═══ Records for the task ═══

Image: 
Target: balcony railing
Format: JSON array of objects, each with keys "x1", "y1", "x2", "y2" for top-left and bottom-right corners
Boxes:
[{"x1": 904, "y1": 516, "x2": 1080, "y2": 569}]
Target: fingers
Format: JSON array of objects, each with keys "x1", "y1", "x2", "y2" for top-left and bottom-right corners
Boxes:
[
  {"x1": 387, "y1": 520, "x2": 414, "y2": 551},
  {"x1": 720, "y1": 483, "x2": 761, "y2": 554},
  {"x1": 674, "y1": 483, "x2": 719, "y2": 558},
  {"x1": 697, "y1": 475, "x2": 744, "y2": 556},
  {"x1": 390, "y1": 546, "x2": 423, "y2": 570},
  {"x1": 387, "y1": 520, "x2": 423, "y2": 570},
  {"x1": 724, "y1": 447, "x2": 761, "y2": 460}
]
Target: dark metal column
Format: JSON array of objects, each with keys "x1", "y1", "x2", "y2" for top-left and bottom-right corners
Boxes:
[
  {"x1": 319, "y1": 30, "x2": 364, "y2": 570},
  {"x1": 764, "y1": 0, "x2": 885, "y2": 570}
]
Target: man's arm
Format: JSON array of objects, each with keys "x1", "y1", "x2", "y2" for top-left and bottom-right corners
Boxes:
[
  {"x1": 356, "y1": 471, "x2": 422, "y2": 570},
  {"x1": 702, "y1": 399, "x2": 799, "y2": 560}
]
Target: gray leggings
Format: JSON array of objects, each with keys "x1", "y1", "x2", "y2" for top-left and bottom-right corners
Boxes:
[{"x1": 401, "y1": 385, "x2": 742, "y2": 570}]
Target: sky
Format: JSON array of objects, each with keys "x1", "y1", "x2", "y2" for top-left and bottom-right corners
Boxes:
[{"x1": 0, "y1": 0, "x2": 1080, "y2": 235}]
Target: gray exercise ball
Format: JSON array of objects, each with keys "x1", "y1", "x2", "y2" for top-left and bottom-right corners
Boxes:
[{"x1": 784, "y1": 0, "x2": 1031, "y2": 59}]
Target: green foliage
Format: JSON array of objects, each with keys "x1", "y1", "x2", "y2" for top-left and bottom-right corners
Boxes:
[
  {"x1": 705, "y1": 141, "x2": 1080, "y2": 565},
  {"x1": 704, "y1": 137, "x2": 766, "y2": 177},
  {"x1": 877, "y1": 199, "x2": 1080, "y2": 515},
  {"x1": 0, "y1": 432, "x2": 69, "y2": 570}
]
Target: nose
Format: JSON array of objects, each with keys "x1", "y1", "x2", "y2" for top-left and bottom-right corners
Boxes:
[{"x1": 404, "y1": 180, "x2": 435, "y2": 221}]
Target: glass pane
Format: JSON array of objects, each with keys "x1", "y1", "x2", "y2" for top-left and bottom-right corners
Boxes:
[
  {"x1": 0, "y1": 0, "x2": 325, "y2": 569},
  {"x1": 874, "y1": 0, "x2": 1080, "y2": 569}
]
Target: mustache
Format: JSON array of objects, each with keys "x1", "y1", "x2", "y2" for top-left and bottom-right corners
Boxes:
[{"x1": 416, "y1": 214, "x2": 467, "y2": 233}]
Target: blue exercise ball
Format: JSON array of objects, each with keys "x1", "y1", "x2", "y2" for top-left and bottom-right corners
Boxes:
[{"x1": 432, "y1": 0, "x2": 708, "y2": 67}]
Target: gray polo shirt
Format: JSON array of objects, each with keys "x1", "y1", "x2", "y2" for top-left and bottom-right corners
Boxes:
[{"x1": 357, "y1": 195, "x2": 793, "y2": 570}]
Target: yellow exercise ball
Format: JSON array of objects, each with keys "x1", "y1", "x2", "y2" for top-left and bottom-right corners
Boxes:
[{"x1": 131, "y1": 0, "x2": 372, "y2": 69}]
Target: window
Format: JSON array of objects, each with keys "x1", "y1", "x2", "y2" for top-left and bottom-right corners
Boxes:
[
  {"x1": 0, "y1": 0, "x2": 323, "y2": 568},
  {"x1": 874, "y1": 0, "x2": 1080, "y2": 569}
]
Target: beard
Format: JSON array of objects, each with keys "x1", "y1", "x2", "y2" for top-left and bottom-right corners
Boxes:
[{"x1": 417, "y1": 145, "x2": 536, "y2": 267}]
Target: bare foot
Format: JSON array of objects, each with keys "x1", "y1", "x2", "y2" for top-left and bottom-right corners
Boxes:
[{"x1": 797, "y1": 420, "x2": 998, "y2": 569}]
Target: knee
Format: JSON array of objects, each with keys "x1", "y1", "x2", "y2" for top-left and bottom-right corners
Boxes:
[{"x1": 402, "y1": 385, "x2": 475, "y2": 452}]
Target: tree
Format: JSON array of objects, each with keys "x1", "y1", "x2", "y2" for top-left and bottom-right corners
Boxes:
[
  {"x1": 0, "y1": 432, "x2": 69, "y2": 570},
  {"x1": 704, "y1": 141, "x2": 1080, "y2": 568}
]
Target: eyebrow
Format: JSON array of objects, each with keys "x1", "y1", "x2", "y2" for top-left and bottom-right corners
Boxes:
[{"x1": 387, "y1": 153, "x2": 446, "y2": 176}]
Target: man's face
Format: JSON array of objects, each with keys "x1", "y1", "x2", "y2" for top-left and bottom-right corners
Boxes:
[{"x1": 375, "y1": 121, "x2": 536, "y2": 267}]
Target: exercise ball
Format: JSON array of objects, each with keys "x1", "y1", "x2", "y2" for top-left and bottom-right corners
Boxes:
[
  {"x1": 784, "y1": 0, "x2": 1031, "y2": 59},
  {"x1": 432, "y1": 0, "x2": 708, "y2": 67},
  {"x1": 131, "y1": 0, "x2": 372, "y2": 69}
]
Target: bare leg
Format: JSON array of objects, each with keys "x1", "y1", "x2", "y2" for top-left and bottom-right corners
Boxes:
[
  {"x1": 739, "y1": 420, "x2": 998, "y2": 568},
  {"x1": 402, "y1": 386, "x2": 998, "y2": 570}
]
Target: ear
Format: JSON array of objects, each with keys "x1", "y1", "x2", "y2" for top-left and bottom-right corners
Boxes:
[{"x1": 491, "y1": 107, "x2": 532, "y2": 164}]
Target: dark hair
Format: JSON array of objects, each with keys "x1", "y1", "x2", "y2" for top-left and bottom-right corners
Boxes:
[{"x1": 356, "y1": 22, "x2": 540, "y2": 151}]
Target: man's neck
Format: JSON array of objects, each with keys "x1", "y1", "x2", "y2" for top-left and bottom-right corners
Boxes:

═══

- Task brief: Write out the material from the first line to the last, exactly.

- Answer:
Image: 
Target: balcony railing
Format: JSON array of objects, each with keys "x1", "y1", "x2", "y2" for top-left and bottom-right corners
Boxes:
[{"x1": 904, "y1": 516, "x2": 1080, "y2": 569}]
Target: fingers
Format: JSON array of objects, each with keys "x1", "y1", "x2", "y2" for top-left and bottom-right corners
Boxes:
[
  {"x1": 387, "y1": 520, "x2": 414, "y2": 551},
  {"x1": 720, "y1": 483, "x2": 761, "y2": 554},
  {"x1": 674, "y1": 483, "x2": 719, "y2": 558},
  {"x1": 697, "y1": 475, "x2": 744, "y2": 556},
  {"x1": 390, "y1": 546, "x2": 423, "y2": 570},
  {"x1": 387, "y1": 520, "x2": 423, "y2": 570},
  {"x1": 724, "y1": 447, "x2": 761, "y2": 460}
]
Target: dark metal column
Format: JSON array of objects, each with keys "x1", "y1", "x2", "y2" for top-left and bottom-right corners
Boxes:
[
  {"x1": 319, "y1": 30, "x2": 364, "y2": 570},
  {"x1": 764, "y1": 0, "x2": 885, "y2": 570}
]
Target: man's arm
Format: JSON array of objects, each with keys "x1", "y1", "x2", "y2" for top-left and bottom-right corners
Boxes:
[
  {"x1": 356, "y1": 471, "x2": 422, "y2": 570},
  {"x1": 702, "y1": 399, "x2": 799, "y2": 560}
]
Target: gray leggings
Format: JSON array of objects, each with keys "x1", "y1", "x2", "y2" for top-left and bottom-right corners
Boxes:
[{"x1": 401, "y1": 385, "x2": 742, "y2": 570}]
Target: sky
Format: JSON array of objects, each with keys "x1", "y1", "x2", "y2" for top-left and bottom-right corners
Boxes:
[{"x1": 0, "y1": 0, "x2": 1080, "y2": 235}]
Target: gray exercise ball
Format: JSON array of objects, each with keys "x1", "y1", "x2", "y2" for top-left and bottom-right corners
Boxes:
[{"x1": 784, "y1": 0, "x2": 1031, "y2": 59}]
Target: green foliage
Format: JSON array of objects, each with keys "x1", "y1", "x2", "y2" for top-left and bottom-right corners
Boxes:
[
  {"x1": 705, "y1": 141, "x2": 1080, "y2": 565},
  {"x1": 704, "y1": 137, "x2": 766, "y2": 177},
  {"x1": 877, "y1": 199, "x2": 1080, "y2": 515},
  {"x1": 0, "y1": 432, "x2": 69, "y2": 570}
]
Target: nose
Format: JSON array of objects, each with keys "x1", "y1", "x2", "y2" for top-left and bottom-right corners
Boxes:
[{"x1": 404, "y1": 180, "x2": 435, "y2": 221}]
Target: glass pane
Format: JSON array of objects, each with keys "x1", "y1", "x2", "y2" for top-left and bottom-right corners
Boxes:
[
  {"x1": 0, "y1": 0, "x2": 325, "y2": 569},
  {"x1": 874, "y1": 0, "x2": 1080, "y2": 569}
]
Target: mustache
Format: JSON array of objects, each with keys "x1", "y1", "x2", "y2" for top-left and bottom-right corners
Boxes:
[{"x1": 416, "y1": 214, "x2": 467, "y2": 233}]
Target: blue exercise ball
Format: JSON array of objects, each with keys "x1", "y1", "x2", "y2" for top-left and bottom-right corners
Boxes:
[{"x1": 432, "y1": 0, "x2": 708, "y2": 67}]
Target: gray polo shirt
Format: JSON array of objects, each with keys "x1", "y1", "x2", "y2" for top-left and bottom-right corners
Boxes:
[{"x1": 357, "y1": 195, "x2": 793, "y2": 570}]
Target: yellow exercise ball
Format: JSON array of objects, each with keys "x1", "y1", "x2", "y2" for top-left and bottom-right corners
Boxes:
[{"x1": 131, "y1": 0, "x2": 372, "y2": 69}]
Target: window
Format: JSON array of objects, each with keys "x1", "y1", "x2", "y2" for top-left and bottom-right corners
Boxes:
[
  {"x1": 0, "y1": 0, "x2": 323, "y2": 568},
  {"x1": 874, "y1": 0, "x2": 1080, "y2": 569}
]
Target: beard
Format: JSON array of objects, each with keys "x1", "y1", "x2", "y2" for top-left and bottom-right corners
Boxes:
[{"x1": 417, "y1": 145, "x2": 536, "y2": 267}]
Target: bare foot
Format: JSON array of objects, each with keys "x1", "y1", "x2", "y2" for top-left and bottom-right corners
Boxes:
[{"x1": 797, "y1": 420, "x2": 998, "y2": 569}]
Target: knee
Format: JSON array of objects, each with keys "x1", "y1", "x2", "y2" for top-left and bottom-right corners
Boxes:
[{"x1": 402, "y1": 385, "x2": 475, "y2": 452}]
Target: tree
Format: JSON array of objects, each with keys "x1", "y1", "x2", "y2" for top-left and bottom-right corners
Boxes:
[
  {"x1": 0, "y1": 432, "x2": 69, "y2": 570},
  {"x1": 704, "y1": 141, "x2": 1080, "y2": 568}
]
Target: eyebrow
Format: JSON array of objects, each with keys "x1", "y1", "x2", "y2" for top-left and bottom-right corners
Boxes:
[{"x1": 387, "y1": 153, "x2": 446, "y2": 176}]
Target: man's face
Format: JSON array of objects, each with keys "x1", "y1", "x2", "y2" for top-left and bottom-right corners
Boxes:
[{"x1": 375, "y1": 121, "x2": 536, "y2": 267}]
Target: exercise ball
Format: JSON array of objects, each with keys "x1", "y1", "x2", "y2" for top-left and bottom-right corners
Boxes:
[
  {"x1": 784, "y1": 0, "x2": 1031, "y2": 59},
  {"x1": 432, "y1": 0, "x2": 708, "y2": 67},
  {"x1": 131, "y1": 0, "x2": 372, "y2": 69}
]
Target: bare leg
Format: JSON array of objects, each with keys "x1", "y1", "x2", "y2" for top-left and bottom-right corners
Boxes:
[
  {"x1": 739, "y1": 420, "x2": 998, "y2": 568},
  {"x1": 402, "y1": 386, "x2": 998, "y2": 570}
]
Target: ear
Format: JSON array of objects, each with keys "x1", "y1", "x2", "y2" for top-left and bottom-right corners
Boxes:
[{"x1": 491, "y1": 107, "x2": 532, "y2": 164}]
Target: dark hair
Format: JSON array of objects, each with keys "x1", "y1", "x2", "y2" for top-left and bottom-right corners
Boxes:
[{"x1": 356, "y1": 22, "x2": 540, "y2": 151}]
Target: man's neck
Format: JSON array of objects, each with keys "x1", "y1", "x2", "y2" for top-left and bottom-right corners
Boxes:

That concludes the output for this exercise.